● **抜粋した文章**:

-=-=-

箱根のカルデラである。大涌谷の噴気はどこまでが蒸気で、どこからが雲か見当がつかない。平らなところはゴルフコース。©小林泰彦/文藝春秋

 再び下り、雑木林とササの中を急登少々で、岩が重なる金時山山頂に着いた。

 富士の右に遠く、ほとんど白くなっている北岳が見え、その右にほとんど雪のない鳳凰三山が、はっきり見えた。

 山頂に二軒の茶店が毎日営業しているのも、人気の山の証拠だ。片方は金時娘の茶店で、外でお客と記念撮影をしている年配の女性は、昔、金時娘といわれた人に違いない。もう一方は金太郎グッズを売っている金太郎茶屋だ。

 視界はあるのだけれど、曇り空でどうも気分はいまひとつの山頂をあとに、矢倉沢峠をめざして急下降した。

 金時山の下りは分岐から金時神社への道と矢倉沢峠から金時登山口への道のどちらかだが、この日は後者にした。

 分岐を過ぎると箱根名物ハコネダケの大群生地で、いちばん箱根らしいところなのだが、視界を遮られて景色がまるで見えないのと、根に足をとられやすいのが困った点だ。

-=-=-

● **表示された情報**:
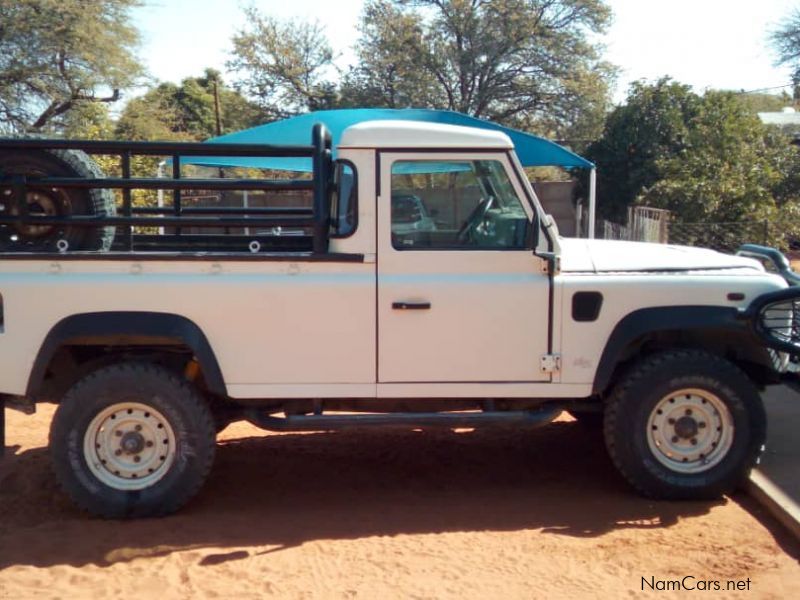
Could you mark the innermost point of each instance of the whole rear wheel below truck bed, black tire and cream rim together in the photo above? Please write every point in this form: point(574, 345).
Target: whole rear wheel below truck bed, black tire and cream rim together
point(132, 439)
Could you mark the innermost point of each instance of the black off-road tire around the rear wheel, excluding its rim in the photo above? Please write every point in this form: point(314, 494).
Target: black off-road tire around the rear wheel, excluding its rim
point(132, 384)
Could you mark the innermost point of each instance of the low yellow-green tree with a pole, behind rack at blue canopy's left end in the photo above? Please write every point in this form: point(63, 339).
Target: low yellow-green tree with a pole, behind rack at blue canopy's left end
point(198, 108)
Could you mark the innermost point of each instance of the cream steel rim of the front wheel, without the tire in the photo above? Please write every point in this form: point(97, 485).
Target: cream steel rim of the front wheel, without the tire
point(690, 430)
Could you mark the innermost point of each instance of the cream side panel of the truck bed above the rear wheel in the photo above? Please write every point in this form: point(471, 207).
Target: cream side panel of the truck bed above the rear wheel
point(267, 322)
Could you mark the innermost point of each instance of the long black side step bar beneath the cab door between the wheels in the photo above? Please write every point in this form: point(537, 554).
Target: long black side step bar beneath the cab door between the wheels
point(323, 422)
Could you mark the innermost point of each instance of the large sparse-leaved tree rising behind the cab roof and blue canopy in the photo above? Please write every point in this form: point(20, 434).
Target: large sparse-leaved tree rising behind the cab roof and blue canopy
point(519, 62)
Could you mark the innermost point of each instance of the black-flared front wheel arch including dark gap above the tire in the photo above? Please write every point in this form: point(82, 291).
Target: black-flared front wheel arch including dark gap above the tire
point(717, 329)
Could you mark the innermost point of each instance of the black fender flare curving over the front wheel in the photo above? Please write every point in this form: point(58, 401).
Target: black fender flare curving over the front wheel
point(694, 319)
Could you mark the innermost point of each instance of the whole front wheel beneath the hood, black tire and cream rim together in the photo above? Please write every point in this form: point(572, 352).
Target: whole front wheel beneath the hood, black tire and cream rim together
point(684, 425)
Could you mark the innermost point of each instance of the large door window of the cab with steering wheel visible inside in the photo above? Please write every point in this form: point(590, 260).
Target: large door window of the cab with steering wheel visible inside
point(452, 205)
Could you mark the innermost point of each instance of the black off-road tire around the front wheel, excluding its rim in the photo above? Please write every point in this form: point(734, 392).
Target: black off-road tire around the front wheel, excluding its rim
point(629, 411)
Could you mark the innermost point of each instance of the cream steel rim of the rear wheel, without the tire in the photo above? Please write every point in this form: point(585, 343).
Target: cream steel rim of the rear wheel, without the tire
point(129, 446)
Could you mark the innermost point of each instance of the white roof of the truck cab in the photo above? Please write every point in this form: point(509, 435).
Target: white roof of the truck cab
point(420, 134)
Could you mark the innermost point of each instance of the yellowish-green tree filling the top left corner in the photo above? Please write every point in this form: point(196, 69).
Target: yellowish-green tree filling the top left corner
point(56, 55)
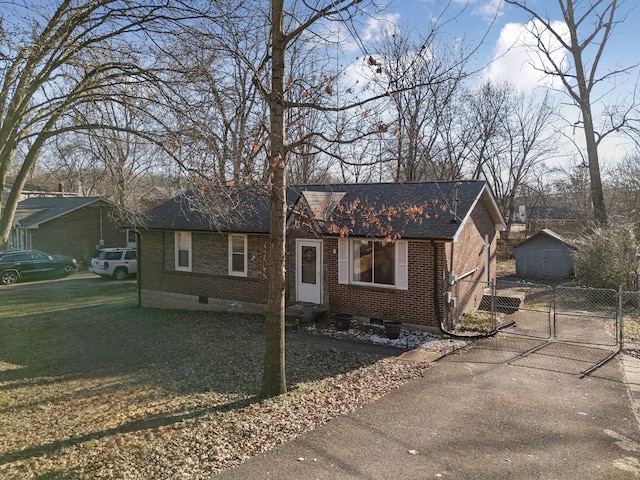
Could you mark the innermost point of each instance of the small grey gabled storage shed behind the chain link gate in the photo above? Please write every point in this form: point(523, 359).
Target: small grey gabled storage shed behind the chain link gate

-=-=-

● **やること**:
1 > 金時山の文章の「山頂に二軒の茶店が毎日営業し」から「とられやすいのが困った点だ。」まで（どちらの語も含む）を、「矢倉沢峠」を「乙女峠」に入れ替えて書き出してください。
2 > 金時山の文章について答えてください。
(a) 山頂では、茶店が何軒毎日営業していますか。
(b) 富士の右に遠く見えた、ほとんど白くなっている山は何ですか。
(c) この日、金時山の下りにはどの道を選びましたか。
記録は、上の金時山の文章とは別の資料です。

● **作業ごとの答え**:
1 >
山頂に二軒の茶店が毎日営業しているのも、人気の山の証拠だ。片方は金時娘の茶店で、外でお客と記念撮影をしている年配の女性は、昔、金時娘といわれた人に違いない。もう一方は金太郎グッズを売っている金太郎茶屋だ。

 視界はあるのだけれど、曇り空でどうも気分はいまひとつの山頂をあとに、乙女峠をめざして急下降した。

 金時山の下りは分岐から金時神社への道と乙女峠から金時登山口への道のどちらかだが、この日は後者にした。

 分岐を過ぎると箱根名物ハコネダケの大群生地で、いちばん箱根らしいところなのだが、視界を遮られて景色がまるで見えないのと、根に足をとられやすいのが困った点だ。

2 >
(a) 二軒
(b) 北岳
(c) 矢倉沢峠から金時登山口への道